### Written request a
Please put the rows below, from the first row through the line containing "[0,0,306,190]", into a JSON list of strings, one string per line, with blank lines and pictures left out.

### Supplied passage
● ● ● ●

This method performed better than the first two strategies, but you need to set the connection pool settings properly; otherwise, you will face connection errors because many threads are trying to access the same DB connection. Make sure your connection pool supports parallel inserts by configuring these Hikari settings:

spring.datasource.hikari.maximum-pool-size=30
spring.datasource.hikari.minimum-idle=5
spring.datasource.hikari.idle-timeout=10000
spring.datasource.hikari.connection-timeout=30000
spring.datasource.hikari.max-lifetime=1800000

Strategy 4: Native SQL batch execution

An efficient alternative is to use native SQL with batch inserts, where all records are inserted in a single operation using JdbcTemplate. It’s very easy to achieve this using the JdbcTemplate's batchUpdate method.

@Component("nativeSqlStrategy")
@Order(4)
public class NativeSqlInsertStrategy implements UserEntityPermissionBulkInsertStrategy {

 private final JdbcTemplate jdbcTemplate;

 public NativeSqlInsertStrategy(JdbcTemplate jdbcTemplate) {
  this.jdbcTemplate = jdbcTemplate;
 }

 @Override
 public void bulkInsert(List<UserEntityPermission> permissions) {
  String sql = "INSERT INTO user_entity_permission (user_id, entity_id) VALUES (?, ?)";

  jdbcTemplate.batchUpdate(sql, permissions, permissions.size(), (ps, permission) -> {
   ps.setString(1, permission.getUserId());
   ps.setString(2, permission.getEntityId());
  });
 }
 ...
}

The batchUpdate() method allows you to specify a batch size for the operations. In this implementation, for simplicity, we are setting the batch size equal to the total number of permissions (permissions.size()). However, when testing with different large batch sizes (e.g., 1000, 10000, or 1000000), I did not observe a significant improvement in overall performance. The optimal batch size can often depend on your input data size, specific database and runtime environment, and it's recommended to tune it accordingly.

Strategy 5: PL/SQL stored procedure calls

Similar to native SQL, we can also utilize SQL procedures. To achieve this, we need to create a procedure in the DB:

CREATE OR REPLACE PROCEDURE insert_user_entity_permission(user_id TEXT, entity_id TEXT)

In the implementation, we can use the same JdbcTemplate's batchUpdate method:

@Component("plSqlStrategy")
@Order(5)
public class PlSqlInsertStrategy implements UserEntityPermissionBulkInsertStrategy {

 private final JdbcTemplate jdbcTemplate;

 public PlSqlInsertStrategy(JdbcTemplate jdbcTemplate) {
  this.jdbcTemplate = jdbcTemplate;
 }

 @Override
 public void bulkInsert(List<UserEntityPermission> permissions) {
  String sql = "CALL insert_user_entity_permission(?, ?)";

  jdbcTemplate.batchUpdate(sql, permissions, permissions.size(), (ps, permission) -> {
   ps.setString(1, permission.getUserId());
   ps.setString(2, permission.getEntityId());
  });
 }
...
}

Strategy 6: COPY command using CSV input

In this method, We’ll create a CSV file for the permissions and use the COPY command to upload all the data. Once the data is uploaded, We’ll clean up the CSV

@Component("csv-upload")
@Order(6)

● ● ● ●

### Provided data
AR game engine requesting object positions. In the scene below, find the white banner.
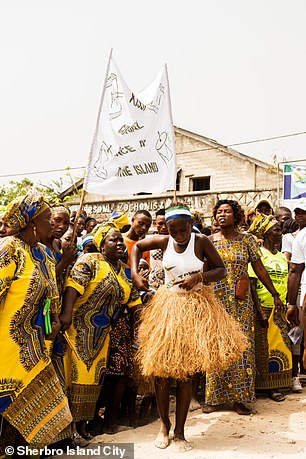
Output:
[84,57,176,196]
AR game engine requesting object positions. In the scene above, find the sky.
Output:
[0,0,306,190]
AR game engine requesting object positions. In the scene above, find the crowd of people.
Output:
[0,189,306,455]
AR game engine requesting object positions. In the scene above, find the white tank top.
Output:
[163,233,204,293]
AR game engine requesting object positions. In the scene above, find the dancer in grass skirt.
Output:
[132,205,246,450]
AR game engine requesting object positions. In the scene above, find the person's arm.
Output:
[286,263,305,326]
[251,258,284,312]
[131,236,168,292]
[250,277,268,328]
[55,245,77,276]
[201,235,226,284]
[179,234,226,290]
[302,297,306,368]
[59,287,79,331]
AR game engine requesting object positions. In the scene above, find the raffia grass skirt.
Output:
[136,286,247,380]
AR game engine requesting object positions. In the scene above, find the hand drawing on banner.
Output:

● ● ● ●

### Written request b
Repeat word for word the part of the passage on bulk insert strategies from "Similar to native" to "TEXT, entity_id TEXT)".

### Task output a
[
  "AR game engine requesting object positions. In the scene below, find the white banner.",
  "Output:",
  "[84,57,176,196]",
  "AR game engine requesting object positions. In the scene above, find the sky.",
  "Output:",
  "[0,0,306,190]"
]

### Task output b
Similar to native SQL, we can also utilize SQL procedures. To achieve this, we need to create a procedure in the DB:

CREATE OR REPLACE PROCEDURE insert_user_entity_permission(user_id TEXT, entity_id TEXT)